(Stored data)
[Start of Attachment]

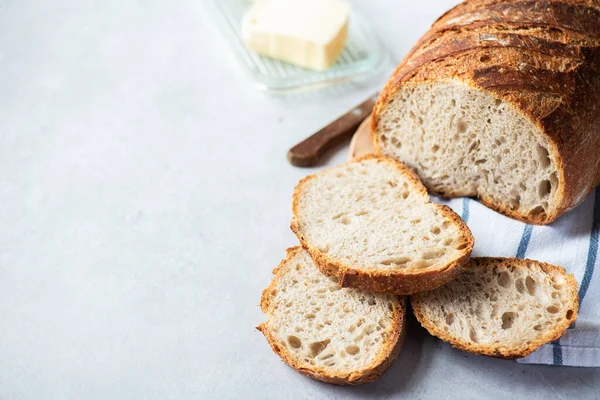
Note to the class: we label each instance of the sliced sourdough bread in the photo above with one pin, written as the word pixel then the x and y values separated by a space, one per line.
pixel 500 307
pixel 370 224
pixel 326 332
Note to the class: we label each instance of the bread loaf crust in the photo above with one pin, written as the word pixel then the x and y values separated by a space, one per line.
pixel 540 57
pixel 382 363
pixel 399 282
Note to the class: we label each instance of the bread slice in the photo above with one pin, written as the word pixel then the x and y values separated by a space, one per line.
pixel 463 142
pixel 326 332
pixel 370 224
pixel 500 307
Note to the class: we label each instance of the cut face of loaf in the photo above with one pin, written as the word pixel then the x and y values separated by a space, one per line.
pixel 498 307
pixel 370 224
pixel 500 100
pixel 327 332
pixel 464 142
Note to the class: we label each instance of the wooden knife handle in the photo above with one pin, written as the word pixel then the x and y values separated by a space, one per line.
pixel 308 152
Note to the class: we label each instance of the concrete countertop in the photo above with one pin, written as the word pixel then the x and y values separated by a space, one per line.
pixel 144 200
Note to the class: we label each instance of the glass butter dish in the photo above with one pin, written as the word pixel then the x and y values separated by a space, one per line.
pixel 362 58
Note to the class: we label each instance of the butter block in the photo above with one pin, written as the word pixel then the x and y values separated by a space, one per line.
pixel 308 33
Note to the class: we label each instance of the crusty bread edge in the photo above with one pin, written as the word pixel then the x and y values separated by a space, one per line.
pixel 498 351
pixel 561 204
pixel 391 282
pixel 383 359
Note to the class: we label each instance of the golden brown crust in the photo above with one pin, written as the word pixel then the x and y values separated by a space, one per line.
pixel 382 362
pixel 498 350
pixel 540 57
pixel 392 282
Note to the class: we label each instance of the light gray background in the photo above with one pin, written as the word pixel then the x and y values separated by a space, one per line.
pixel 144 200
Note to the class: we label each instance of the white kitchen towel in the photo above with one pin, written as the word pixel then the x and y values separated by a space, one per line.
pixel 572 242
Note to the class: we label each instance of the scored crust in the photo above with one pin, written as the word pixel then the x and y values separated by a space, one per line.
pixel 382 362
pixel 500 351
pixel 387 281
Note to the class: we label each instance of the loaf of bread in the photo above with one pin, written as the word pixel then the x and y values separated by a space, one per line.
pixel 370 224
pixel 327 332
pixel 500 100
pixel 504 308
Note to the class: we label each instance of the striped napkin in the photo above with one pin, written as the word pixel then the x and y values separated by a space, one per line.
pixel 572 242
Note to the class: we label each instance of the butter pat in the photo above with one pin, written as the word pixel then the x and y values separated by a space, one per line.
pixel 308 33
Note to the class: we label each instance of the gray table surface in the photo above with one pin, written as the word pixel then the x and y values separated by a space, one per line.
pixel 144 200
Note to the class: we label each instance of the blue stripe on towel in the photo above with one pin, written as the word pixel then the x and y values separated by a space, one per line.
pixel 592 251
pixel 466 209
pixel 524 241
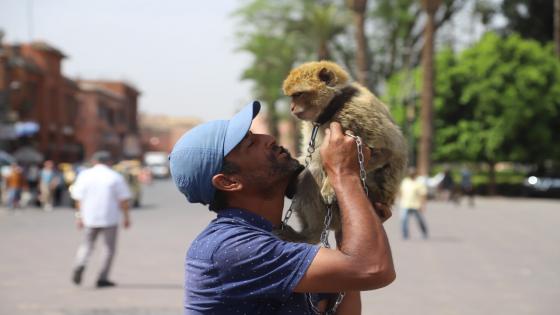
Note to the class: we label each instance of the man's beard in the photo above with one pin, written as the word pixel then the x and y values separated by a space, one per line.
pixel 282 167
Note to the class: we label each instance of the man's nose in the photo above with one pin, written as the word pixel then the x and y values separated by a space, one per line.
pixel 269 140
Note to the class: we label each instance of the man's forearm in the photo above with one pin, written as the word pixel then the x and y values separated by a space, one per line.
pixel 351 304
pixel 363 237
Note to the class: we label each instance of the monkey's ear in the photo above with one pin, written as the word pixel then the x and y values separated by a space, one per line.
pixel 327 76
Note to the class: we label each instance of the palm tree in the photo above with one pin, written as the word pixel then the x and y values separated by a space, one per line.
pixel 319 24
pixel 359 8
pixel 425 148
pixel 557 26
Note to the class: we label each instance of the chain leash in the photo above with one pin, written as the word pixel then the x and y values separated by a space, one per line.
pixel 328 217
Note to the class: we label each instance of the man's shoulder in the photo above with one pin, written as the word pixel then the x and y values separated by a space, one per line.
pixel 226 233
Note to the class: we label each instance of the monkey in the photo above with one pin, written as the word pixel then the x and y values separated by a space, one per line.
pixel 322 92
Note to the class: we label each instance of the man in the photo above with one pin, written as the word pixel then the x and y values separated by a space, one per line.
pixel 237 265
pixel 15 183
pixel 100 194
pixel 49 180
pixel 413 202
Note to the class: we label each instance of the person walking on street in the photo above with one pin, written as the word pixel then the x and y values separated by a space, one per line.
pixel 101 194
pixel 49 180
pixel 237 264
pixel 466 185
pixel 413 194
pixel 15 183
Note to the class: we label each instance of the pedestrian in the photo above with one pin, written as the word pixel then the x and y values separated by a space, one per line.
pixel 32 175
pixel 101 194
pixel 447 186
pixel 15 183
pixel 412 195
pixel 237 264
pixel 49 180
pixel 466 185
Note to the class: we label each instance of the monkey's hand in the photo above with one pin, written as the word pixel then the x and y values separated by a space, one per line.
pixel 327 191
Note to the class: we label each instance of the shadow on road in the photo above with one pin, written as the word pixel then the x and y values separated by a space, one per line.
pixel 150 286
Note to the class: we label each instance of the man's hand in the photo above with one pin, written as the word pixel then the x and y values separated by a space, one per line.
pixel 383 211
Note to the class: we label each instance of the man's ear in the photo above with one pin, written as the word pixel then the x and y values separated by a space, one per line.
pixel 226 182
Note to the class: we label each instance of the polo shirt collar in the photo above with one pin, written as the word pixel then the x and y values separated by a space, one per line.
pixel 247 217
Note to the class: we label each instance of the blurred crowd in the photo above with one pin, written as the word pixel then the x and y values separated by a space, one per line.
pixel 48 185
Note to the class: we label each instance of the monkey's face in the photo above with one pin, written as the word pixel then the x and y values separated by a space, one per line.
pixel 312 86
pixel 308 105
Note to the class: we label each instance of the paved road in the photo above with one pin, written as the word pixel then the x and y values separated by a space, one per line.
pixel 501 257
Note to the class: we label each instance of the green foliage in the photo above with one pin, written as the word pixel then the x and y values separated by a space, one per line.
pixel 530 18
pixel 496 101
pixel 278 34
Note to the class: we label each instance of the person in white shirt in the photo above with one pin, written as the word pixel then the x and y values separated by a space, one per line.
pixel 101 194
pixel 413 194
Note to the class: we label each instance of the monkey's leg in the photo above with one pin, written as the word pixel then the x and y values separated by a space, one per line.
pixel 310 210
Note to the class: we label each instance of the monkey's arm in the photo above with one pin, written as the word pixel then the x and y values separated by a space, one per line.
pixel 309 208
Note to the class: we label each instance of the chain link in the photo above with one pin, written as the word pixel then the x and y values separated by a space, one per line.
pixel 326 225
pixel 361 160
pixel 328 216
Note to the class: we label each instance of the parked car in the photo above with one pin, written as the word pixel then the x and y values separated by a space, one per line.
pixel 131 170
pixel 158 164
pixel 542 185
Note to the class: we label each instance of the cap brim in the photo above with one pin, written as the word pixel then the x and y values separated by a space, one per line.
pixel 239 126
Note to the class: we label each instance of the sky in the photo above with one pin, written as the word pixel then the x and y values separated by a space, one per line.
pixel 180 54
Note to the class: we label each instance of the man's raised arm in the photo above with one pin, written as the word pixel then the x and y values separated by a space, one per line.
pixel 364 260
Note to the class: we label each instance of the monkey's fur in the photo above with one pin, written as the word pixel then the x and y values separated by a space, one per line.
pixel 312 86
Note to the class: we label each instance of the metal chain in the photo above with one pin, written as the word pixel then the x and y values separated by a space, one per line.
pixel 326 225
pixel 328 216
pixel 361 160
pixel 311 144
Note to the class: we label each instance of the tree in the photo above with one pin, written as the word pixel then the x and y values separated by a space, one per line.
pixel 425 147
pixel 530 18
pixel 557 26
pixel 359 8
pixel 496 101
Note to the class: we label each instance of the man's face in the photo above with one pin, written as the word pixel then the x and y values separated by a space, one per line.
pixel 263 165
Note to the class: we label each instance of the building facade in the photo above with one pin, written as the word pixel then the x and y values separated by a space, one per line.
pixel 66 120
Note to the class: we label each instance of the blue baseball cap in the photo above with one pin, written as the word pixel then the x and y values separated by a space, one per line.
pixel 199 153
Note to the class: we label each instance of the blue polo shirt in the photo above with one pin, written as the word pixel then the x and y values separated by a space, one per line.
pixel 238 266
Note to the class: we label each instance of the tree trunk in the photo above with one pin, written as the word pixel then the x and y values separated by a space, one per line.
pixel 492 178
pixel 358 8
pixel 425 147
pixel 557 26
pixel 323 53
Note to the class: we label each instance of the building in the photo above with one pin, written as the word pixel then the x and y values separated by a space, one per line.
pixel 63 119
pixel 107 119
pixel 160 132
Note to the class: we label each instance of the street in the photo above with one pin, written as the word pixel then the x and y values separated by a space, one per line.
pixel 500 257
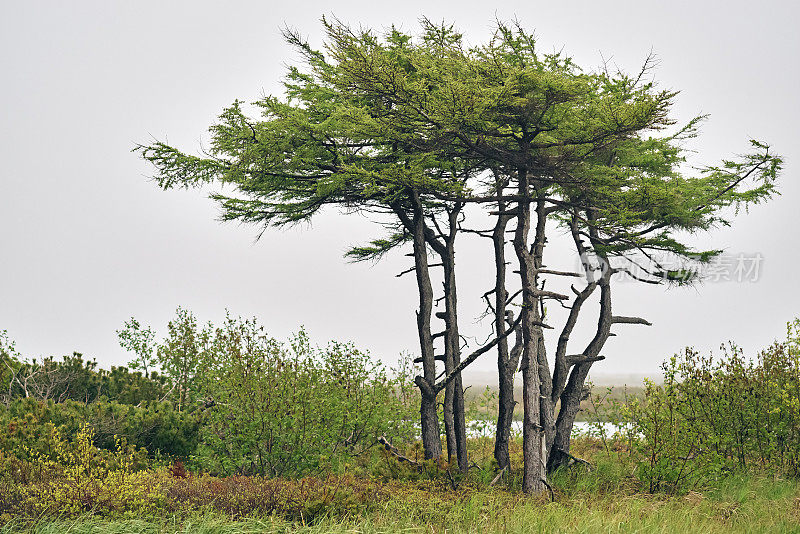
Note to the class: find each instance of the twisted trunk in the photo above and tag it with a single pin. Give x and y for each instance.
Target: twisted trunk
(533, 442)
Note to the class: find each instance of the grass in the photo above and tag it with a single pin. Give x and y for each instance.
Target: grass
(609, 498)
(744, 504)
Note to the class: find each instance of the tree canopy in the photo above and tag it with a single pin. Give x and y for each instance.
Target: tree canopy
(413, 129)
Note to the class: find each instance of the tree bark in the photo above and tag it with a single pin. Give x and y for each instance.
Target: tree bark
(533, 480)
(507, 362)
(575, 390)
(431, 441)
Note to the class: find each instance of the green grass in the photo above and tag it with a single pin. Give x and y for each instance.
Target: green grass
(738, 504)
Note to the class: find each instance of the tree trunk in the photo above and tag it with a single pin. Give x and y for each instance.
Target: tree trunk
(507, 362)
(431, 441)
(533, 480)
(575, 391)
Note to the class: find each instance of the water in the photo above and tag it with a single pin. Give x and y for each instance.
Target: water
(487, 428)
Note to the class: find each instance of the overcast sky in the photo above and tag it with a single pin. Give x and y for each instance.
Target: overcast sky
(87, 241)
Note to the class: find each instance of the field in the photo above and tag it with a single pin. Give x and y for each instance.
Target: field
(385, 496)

[End of Attachment]

§ Prompt: Only the lines from the one containing "Target: tree trunk" through the end of the entries above belong in the answer; repeat them exactly.

§ Your solution:
Target: tree trunk
(507, 362)
(431, 441)
(533, 480)
(575, 391)
Note to the class: find each instance of the water in the photo above and tag it with a single pin. Give x and y for each instance.
Target: water
(487, 428)
Note to the class: find each instance of the overcast sky in the photo above and tag it with a single pin. Give x and y for each instance.
Target: overcast sky
(87, 241)
Note to the class: find each instance of the field in the photo above and tag it with a single pin. Give x and y for each instance.
Target: field
(385, 496)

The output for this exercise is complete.